>>>

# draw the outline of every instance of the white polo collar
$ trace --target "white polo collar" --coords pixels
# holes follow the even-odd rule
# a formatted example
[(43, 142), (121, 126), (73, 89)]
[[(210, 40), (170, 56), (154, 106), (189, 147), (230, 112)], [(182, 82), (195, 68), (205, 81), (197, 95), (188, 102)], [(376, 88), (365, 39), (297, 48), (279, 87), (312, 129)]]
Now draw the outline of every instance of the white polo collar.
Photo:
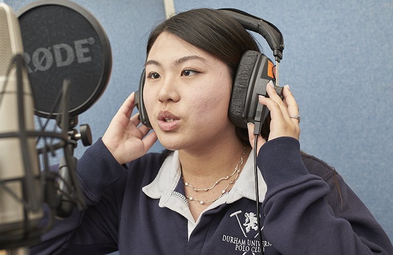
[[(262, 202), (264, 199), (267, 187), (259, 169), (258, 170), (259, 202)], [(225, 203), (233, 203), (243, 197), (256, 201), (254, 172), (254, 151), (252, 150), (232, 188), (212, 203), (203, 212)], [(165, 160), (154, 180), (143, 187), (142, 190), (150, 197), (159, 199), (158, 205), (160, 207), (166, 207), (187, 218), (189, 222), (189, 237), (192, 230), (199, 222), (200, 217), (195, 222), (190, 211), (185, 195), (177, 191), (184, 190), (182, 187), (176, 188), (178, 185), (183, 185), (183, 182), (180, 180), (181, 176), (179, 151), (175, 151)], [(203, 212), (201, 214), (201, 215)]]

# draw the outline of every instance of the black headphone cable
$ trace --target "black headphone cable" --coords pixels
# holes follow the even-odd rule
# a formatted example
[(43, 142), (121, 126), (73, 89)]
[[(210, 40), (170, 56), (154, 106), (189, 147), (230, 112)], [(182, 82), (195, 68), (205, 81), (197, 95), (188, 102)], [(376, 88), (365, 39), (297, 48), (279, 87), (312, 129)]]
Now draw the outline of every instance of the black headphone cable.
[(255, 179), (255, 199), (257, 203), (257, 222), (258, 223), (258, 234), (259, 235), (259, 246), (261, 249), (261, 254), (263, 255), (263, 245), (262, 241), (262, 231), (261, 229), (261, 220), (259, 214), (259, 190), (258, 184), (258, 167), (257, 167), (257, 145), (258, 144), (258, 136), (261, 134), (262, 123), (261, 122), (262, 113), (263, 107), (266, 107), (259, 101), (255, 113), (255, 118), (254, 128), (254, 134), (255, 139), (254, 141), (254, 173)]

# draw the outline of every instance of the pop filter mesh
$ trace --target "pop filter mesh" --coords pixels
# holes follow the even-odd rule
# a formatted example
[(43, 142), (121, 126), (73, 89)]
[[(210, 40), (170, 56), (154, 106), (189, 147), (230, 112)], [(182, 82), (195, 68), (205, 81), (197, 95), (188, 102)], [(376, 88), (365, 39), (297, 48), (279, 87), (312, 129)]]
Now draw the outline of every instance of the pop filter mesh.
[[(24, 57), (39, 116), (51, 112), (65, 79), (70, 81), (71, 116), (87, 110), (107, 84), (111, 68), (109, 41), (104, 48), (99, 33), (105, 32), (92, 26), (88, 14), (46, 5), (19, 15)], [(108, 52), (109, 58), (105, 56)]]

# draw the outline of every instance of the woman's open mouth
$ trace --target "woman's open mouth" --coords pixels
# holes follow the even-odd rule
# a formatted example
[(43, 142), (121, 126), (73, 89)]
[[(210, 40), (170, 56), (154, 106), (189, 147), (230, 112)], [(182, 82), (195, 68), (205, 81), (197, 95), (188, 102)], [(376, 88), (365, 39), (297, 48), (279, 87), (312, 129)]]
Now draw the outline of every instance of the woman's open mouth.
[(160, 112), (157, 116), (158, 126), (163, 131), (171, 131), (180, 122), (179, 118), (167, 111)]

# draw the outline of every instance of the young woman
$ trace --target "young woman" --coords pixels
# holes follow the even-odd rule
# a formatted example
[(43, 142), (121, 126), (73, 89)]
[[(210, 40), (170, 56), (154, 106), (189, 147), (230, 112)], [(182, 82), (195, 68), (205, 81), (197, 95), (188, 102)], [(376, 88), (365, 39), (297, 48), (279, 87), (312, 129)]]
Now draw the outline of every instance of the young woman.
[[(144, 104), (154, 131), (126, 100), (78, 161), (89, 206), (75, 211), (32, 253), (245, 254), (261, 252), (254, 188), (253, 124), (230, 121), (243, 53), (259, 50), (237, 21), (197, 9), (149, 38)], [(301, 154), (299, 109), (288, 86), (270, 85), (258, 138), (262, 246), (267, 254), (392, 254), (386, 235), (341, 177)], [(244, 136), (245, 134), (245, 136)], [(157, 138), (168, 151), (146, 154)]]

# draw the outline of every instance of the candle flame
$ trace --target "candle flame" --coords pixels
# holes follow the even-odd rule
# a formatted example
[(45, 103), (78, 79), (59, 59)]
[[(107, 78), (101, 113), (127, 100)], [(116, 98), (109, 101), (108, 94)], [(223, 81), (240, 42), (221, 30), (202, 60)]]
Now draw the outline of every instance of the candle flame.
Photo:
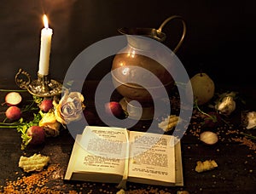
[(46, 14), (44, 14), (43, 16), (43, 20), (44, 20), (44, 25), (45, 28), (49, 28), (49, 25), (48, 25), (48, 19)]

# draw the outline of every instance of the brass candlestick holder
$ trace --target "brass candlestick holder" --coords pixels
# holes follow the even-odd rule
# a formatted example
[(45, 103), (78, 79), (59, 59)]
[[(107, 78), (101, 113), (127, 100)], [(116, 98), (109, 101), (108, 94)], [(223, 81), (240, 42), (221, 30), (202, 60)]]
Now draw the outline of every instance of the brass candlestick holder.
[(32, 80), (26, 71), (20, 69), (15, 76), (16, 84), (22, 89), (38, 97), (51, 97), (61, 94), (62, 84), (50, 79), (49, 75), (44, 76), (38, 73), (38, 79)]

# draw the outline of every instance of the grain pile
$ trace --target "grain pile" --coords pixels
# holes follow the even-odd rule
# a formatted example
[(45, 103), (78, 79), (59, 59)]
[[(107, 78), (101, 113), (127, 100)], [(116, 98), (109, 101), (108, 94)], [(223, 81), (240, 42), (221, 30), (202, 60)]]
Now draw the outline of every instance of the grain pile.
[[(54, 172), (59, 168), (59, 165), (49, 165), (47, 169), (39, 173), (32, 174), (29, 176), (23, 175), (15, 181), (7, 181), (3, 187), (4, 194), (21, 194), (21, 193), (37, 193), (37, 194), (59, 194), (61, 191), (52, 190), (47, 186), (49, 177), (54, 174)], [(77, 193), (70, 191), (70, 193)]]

<<<

How many lines of the material above contain the string "mouth"? Case counts; reply with the number alone.

### Complete answer
3